In the data below, one line contains "task | identify every instance of the dark" and a later one contains "task | identify every instance of the shadow". Print both, with every line between them, exactly and alone.
#### Data supplied ####
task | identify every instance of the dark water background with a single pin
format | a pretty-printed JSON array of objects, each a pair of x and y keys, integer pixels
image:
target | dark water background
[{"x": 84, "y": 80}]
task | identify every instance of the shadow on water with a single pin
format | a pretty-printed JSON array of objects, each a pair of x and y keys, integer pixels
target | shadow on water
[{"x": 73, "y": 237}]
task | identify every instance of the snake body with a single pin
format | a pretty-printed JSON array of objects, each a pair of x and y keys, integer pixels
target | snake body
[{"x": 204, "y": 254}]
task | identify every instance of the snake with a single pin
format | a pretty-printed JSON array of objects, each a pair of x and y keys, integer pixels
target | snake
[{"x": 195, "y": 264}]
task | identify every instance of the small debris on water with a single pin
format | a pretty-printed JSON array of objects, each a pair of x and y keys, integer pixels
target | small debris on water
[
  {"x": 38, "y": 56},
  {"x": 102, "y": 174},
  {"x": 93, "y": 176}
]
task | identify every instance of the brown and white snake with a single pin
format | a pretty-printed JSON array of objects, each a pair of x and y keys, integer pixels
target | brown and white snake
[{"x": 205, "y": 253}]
####
#### Data supplied ####
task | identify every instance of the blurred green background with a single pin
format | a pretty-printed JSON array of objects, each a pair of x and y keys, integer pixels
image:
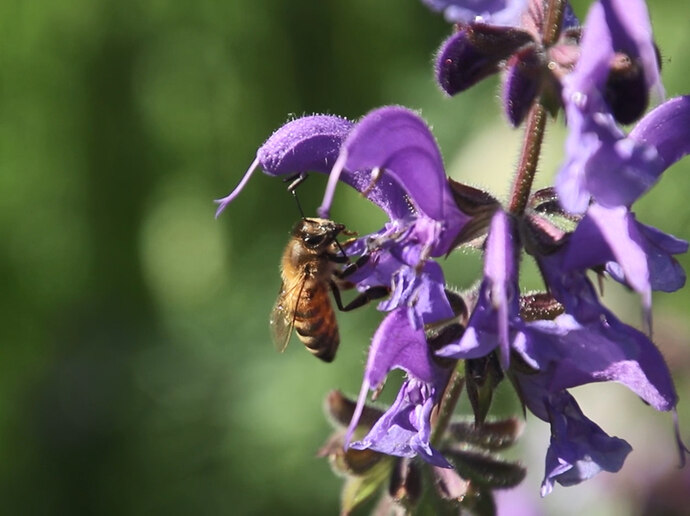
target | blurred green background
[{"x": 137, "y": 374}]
####
#### Data supplied ####
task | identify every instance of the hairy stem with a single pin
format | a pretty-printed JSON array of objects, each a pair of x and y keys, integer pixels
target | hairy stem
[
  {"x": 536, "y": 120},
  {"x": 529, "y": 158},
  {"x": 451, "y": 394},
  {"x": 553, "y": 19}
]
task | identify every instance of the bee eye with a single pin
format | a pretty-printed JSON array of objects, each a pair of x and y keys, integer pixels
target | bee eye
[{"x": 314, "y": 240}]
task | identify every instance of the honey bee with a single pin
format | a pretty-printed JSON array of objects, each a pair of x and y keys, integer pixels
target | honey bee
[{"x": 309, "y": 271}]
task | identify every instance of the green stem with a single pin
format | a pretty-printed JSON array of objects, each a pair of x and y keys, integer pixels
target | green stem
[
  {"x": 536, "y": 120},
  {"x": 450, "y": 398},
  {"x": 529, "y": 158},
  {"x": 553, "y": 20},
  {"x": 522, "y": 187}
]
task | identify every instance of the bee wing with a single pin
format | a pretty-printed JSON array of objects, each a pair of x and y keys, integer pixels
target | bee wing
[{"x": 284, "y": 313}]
####
# Solution to the problem
task | identify every instance of the dark water background with a single pin
format | a pretty-printed JSON array of objects, each a pair of x and y keys, integer pixels
image:
target | dark water background
[{"x": 84, "y": 80}]
task | identify every instance of the shadow on water with a single pin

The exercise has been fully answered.